What the task requires: The records sit below. Return every line in them that holds the word "white".

Exercise inputs:
● ● ● ● ●

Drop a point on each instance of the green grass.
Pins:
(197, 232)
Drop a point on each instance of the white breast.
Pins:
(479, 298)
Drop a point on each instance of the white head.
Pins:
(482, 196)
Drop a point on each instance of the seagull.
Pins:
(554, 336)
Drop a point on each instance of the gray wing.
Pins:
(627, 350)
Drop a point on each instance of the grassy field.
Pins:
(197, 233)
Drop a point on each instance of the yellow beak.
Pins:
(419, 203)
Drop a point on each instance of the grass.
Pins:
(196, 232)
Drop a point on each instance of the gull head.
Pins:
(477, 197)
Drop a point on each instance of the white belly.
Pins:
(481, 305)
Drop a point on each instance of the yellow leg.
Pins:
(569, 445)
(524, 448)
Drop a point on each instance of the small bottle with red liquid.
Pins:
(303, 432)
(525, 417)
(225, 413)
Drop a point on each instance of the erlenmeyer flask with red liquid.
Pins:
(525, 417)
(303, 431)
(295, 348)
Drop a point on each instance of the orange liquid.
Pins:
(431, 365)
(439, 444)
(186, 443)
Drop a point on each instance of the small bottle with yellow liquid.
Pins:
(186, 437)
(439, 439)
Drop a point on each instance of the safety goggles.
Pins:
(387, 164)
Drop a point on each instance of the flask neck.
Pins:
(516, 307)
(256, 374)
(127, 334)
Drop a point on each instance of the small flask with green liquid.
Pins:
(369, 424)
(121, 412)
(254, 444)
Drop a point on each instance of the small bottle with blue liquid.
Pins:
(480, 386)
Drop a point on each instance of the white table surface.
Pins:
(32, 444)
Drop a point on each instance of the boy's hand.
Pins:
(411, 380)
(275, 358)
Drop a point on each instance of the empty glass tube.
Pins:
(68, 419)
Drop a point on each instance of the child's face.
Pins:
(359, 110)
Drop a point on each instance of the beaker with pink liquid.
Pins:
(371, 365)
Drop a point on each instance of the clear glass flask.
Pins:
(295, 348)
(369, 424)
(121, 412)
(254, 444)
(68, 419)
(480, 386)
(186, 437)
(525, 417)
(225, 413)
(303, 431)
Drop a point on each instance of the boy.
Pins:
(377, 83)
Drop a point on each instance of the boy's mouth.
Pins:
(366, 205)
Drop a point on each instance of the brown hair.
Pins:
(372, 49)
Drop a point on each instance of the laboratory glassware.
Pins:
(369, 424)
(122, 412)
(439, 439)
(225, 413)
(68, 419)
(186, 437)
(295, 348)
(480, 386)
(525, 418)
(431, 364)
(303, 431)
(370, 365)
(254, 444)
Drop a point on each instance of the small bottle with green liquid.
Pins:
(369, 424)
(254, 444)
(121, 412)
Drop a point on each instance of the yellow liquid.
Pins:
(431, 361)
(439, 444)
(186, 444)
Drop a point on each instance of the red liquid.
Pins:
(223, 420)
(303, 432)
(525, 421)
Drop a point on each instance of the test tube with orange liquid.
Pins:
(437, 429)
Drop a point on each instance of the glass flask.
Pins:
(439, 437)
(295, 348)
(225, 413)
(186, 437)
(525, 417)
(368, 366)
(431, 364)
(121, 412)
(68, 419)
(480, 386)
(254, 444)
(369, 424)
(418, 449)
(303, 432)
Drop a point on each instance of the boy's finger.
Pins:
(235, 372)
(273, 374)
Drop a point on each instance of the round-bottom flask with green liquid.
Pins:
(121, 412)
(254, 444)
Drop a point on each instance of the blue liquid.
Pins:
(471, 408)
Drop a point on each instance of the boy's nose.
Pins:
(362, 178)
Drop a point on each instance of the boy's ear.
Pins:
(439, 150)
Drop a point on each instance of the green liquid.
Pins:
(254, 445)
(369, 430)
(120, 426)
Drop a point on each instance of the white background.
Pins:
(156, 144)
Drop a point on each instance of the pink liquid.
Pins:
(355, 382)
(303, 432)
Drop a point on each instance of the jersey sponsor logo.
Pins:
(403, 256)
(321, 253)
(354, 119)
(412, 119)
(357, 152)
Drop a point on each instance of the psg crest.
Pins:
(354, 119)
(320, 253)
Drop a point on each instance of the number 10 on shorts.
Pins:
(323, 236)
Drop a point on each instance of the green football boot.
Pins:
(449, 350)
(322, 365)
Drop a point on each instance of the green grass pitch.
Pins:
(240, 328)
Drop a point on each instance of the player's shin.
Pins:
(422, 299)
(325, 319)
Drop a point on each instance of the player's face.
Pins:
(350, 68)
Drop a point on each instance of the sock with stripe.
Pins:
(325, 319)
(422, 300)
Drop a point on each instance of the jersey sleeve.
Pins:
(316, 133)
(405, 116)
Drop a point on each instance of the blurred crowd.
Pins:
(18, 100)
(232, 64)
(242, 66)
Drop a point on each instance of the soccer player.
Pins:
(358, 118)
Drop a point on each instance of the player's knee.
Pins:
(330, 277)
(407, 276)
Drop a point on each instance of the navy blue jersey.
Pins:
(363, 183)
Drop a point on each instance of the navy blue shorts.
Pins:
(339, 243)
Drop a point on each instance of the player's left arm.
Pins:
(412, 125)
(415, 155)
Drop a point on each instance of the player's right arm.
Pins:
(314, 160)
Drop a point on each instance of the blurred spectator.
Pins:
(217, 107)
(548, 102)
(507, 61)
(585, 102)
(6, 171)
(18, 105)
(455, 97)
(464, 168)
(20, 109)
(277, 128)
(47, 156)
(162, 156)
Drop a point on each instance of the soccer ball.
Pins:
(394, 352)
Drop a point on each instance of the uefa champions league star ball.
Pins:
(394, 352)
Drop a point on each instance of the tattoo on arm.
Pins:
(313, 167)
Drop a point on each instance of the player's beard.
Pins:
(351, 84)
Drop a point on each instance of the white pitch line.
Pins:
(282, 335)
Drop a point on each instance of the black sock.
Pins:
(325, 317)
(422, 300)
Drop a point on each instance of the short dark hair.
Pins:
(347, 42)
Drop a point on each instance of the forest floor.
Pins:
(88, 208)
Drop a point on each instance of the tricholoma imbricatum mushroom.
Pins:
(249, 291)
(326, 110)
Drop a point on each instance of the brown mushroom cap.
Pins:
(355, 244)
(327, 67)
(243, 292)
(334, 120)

● ● ● ● ●

Result of the exercise:
Drop a point on each instance of the white breast.
Drop a point on each instance of the white head.
Drop a point on each instance of the white belly.
Drop a point on each instance of the white table surface.
Drop a point on each instance of the white background.
Drop a point on each instance of the white pitch line.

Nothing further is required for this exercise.